STATED GOAL:
In this exercise, reproduce all the entries that follow exactly.

THE DATA:
((

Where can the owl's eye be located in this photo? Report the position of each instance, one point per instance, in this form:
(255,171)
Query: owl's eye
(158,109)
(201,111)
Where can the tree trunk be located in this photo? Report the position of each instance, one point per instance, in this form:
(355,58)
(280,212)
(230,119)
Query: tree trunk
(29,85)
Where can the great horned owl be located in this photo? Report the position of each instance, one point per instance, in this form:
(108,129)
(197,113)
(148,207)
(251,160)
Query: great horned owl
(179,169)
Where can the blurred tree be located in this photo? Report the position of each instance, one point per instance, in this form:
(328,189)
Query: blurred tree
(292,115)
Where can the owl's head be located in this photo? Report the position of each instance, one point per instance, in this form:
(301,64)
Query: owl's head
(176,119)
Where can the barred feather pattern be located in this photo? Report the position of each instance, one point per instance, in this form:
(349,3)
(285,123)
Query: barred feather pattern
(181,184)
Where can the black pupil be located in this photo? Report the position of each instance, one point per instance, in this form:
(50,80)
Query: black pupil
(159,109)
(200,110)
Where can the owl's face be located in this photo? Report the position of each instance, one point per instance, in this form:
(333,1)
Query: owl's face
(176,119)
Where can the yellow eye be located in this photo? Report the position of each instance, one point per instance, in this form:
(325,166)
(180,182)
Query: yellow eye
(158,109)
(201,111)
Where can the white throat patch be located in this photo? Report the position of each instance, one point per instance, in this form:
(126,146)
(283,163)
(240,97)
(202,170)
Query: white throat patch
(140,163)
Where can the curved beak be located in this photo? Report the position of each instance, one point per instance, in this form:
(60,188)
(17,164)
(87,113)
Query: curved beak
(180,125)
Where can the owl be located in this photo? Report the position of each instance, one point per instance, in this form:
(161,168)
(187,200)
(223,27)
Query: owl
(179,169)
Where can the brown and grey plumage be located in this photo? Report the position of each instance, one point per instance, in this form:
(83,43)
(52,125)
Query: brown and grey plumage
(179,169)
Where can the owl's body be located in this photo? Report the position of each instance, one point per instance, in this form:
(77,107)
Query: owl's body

))

CORRECT OUTPUT:
Where can the owl's eye be located in this photo? Report the position of each instance, one point per instance, in this form:
(255,171)
Query: owl's eye
(158,109)
(201,111)
Where can the tree trunk be located in this photo? Report the position of each instance, one point per instance, in this form:
(355,58)
(280,212)
(230,119)
Query: tree trunk
(29,85)
Where can the great horned owl be located in this photo? Report the position of each instance, one point per instance, in this form:
(108,129)
(197,113)
(148,207)
(251,160)
Query: great horned owl
(179,169)
Where can the blurred tree be located in this photo? Report the position of each instance, one point per instance, in this form:
(328,189)
Query: blurred tree
(292,115)
Where can the owl's head be located in this photo? Report the position of each instance, one point per instance, in this form:
(301,64)
Query: owl's head
(176,119)
Where can the barred feather pattern be located in this photo? Report the position of each instance, one point per instance, in this form:
(349,3)
(285,123)
Query: barred feather pattern
(181,184)
Where can the black pupil be located in this photo? Report the position of each instance, one point per instance, in this form:
(50,80)
Query: black pupil
(159,109)
(200,110)
Where can the owl's face be located in this photo? Report the position of each instance, one point per instance, in this form:
(333,1)
Query: owl's face
(176,119)
Where can the yellow eye be located in this photo? Report the position of each instance, one point per instance, in this form:
(325,166)
(180,182)
Query: yellow eye
(158,109)
(201,111)
Where can the white throat patch be located in this photo? Report the position of each instance, one point per instance, in this form:
(126,146)
(283,163)
(240,97)
(202,170)
Query: white throat patch
(140,163)
Where can the curved beak be located in this photo? Report the position of each instance, one point per instance, in this form:
(60,188)
(17,164)
(87,113)
Query: curved beak
(180,125)
Where can the owl be located in this photo? Report the position of each instance, one point per instance, in this form:
(161,168)
(187,200)
(223,27)
Query: owl
(179,169)
Where can the brown and grey plumage be located in this photo? Report the position of each instance, one point per instance, in this form:
(83,43)
(52,125)
Query: brown and grey plumage
(179,169)
Where can the owl's body be located in this photo? Report the position of each instance, one point per instance, in this form:
(77,107)
Query: owl's body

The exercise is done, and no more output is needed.